**Stated task a**. Reproduce the shape labeling listing unchanged, starting at its first line and continuing up to and including the line containing "[[[143,215],[30,182],[0,183],[0,265],[182,265],[144,238]]]".

**Page**.
Part of my mixed emotions are because this lady is someone who was always a prominent figure in my life. She is who inspired me to want to be a nurse and anytime I ever saw her she told me not to let anyone or anything hold me back! About 8 years ago when Michael and I very first got married we flew to California to see her. Like I said... she was a very head strong women and when it came to bedtime (about 8pm for her), it was bedtime for everyone. We were sitting in the living room and she decided it was bedtime and we all went. There were no questions asked. I can remember laying in bed with the daylight streaming through the window and saying to Michael, "I can not believe we are in the bed!" One of the days we went to the farmers market in her local town and anything we picked up she would slap our hands and say "NO! Don't buy that... we can get that at the grocery for less". I mean we are talking about buying like 4 lbs of bananas for 1 dollar and she said no! Funny! She met my husband for the first time in that trip and do you know the first thing she said to him?!?! Not hello, nice to meet you but "I really don't think your hair does exactly what you want it do, does it?" How is it that old ladies can get away with that? Too much respect from other I think.

**Stated task b**. In the passage about the trip to California, about what time was bedtime for the lady?

[Shape labeling listing]
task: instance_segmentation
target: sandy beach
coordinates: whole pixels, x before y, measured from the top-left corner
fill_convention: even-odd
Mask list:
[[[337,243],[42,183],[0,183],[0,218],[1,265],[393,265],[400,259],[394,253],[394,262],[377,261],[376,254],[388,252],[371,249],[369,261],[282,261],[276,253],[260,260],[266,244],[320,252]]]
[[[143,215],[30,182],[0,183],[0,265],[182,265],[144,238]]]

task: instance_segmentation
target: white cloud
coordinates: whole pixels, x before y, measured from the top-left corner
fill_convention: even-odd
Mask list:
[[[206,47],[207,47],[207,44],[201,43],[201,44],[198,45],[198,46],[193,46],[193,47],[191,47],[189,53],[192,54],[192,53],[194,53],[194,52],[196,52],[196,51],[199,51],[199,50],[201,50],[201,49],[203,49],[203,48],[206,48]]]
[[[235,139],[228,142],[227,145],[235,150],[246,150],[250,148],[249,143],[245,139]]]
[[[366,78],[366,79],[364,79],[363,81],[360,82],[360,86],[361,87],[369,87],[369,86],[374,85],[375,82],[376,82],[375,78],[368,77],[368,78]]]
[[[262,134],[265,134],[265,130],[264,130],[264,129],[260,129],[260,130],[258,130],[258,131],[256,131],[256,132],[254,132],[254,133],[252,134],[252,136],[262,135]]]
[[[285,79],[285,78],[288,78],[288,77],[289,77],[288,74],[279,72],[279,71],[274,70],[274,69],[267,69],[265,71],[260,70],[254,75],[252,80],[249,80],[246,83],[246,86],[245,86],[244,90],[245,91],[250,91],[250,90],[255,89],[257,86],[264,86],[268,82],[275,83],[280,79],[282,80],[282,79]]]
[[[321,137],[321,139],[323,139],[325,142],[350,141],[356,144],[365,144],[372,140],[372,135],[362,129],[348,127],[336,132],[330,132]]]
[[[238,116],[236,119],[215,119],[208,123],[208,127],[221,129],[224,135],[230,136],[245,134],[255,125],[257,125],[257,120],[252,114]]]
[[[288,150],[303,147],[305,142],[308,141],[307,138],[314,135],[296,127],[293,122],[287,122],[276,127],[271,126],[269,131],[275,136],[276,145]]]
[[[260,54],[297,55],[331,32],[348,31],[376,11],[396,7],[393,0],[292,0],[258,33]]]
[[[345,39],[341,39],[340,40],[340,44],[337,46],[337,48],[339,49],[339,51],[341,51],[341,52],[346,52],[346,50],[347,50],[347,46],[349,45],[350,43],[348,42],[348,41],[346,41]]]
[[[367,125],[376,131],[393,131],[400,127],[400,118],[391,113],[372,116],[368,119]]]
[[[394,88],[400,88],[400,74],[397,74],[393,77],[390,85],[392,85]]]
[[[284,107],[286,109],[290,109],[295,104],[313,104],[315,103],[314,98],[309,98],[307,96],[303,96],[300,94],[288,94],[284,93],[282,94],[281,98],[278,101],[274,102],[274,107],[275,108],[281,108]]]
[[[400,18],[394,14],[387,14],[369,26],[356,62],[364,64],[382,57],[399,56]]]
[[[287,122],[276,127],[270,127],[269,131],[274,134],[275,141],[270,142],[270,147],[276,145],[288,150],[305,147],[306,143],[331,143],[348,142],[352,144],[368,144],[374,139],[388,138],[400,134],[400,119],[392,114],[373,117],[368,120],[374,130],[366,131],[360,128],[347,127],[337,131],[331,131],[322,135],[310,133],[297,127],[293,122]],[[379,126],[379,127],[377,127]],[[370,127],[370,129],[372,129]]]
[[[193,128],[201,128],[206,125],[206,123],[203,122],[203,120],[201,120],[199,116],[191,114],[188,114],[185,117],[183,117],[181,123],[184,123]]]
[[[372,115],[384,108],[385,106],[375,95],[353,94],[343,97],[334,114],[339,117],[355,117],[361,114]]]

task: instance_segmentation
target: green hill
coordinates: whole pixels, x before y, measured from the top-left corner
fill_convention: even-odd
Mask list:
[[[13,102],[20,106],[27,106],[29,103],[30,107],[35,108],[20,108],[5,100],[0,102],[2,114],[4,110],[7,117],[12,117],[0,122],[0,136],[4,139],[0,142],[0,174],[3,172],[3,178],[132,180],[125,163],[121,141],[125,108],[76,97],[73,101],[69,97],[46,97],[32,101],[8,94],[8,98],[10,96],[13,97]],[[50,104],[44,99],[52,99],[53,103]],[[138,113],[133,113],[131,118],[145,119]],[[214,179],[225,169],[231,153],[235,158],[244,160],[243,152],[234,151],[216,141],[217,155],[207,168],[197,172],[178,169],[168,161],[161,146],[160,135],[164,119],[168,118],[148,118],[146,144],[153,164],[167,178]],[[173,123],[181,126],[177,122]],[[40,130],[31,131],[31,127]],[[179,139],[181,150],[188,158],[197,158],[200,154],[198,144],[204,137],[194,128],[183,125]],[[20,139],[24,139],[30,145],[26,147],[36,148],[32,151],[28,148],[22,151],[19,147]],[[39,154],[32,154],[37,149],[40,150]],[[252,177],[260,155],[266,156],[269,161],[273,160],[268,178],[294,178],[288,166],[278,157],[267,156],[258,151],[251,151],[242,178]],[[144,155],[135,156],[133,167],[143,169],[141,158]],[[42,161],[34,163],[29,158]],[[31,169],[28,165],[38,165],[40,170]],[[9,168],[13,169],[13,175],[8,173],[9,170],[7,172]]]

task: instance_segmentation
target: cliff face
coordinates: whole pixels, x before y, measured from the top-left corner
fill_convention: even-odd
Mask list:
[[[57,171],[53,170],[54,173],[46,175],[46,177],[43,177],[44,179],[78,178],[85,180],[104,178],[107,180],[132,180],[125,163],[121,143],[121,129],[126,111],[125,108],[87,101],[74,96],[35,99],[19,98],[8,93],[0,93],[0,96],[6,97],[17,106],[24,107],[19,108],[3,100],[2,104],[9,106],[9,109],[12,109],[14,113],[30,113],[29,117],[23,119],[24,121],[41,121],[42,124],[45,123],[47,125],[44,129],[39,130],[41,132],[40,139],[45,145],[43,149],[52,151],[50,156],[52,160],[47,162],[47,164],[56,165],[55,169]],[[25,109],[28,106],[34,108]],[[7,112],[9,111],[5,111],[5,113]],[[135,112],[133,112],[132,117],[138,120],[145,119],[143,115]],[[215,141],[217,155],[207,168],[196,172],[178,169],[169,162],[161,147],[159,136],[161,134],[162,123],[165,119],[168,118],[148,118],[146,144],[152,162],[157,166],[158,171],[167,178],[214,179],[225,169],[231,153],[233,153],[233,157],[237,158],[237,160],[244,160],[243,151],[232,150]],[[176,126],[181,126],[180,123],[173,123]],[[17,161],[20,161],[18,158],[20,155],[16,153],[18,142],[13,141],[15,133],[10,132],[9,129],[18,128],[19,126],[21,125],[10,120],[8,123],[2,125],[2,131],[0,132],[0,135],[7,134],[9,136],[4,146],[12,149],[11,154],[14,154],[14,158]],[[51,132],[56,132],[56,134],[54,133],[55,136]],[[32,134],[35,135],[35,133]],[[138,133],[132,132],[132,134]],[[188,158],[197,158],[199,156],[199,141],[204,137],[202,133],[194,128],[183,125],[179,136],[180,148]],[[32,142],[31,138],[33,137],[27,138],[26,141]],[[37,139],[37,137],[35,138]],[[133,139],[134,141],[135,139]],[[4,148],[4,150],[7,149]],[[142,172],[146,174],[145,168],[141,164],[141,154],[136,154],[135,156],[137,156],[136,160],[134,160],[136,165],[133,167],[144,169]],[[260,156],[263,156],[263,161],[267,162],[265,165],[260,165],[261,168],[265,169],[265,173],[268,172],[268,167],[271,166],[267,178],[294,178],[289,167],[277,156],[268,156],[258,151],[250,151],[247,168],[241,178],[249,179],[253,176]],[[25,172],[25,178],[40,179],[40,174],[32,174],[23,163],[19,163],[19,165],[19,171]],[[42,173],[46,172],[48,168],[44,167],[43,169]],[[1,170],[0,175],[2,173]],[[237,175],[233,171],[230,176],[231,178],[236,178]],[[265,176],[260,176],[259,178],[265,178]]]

**Correct output a**.
task: instance_segmentation
target: sandy beach
coordinates: whole pixels, x before y, measured from the top-left corner
fill_convention: even-odd
Mask list:
[[[337,243],[42,183],[0,183],[0,218],[1,265],[393,265],[400,259],[394,253],[394,262],[377,261],[376,254],[388,252],[371,249],[369,261],[282,261],[276,253],[260,260],[266,244],[320,252]]]
[[[143,215],[30,182],[0,183],[0,265],[182,265],[144,238]]]

**Correct output b**. About 8pm.